• **AIM OF THE TASK**
Starting with the line that contains "of the shirt" and continuing through the last of the lines below, give each line as a string in a JSON list, one string per line and blank lines omitted.

• **DATA FOR THIS TASK**

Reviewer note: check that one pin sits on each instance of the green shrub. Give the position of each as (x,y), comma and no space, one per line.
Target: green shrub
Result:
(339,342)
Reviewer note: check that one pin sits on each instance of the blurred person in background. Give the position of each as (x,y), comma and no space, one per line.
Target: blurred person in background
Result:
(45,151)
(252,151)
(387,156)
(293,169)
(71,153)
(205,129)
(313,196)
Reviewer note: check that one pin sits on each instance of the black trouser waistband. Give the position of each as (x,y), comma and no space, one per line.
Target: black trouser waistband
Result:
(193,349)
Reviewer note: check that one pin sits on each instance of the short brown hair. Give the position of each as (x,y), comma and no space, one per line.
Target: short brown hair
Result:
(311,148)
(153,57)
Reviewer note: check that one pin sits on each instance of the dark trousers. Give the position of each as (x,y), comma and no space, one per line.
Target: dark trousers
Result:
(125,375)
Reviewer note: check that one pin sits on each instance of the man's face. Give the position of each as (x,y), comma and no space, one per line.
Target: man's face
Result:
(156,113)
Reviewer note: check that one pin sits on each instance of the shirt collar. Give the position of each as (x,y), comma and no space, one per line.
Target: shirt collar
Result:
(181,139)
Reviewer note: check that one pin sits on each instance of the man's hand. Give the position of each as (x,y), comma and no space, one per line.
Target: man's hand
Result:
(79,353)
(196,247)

• **RESPONSE TO THIS TASK**
[
  "Reviewer note: check that one pin sits on each instance of the shirt collar. Give the position of each as (x,y), comma and no space, one per line.",
  "Target: shirt collar",
  "Result:",
  "(181,139)",
  "Reviewer note: check that one pin sits on each instance of the man's hand. Give the position of each as (x,y), comma and no space, one per line.",
  "Target: man's hand",
  "Result:",
  "(79,353)",
  "(196,247)"
]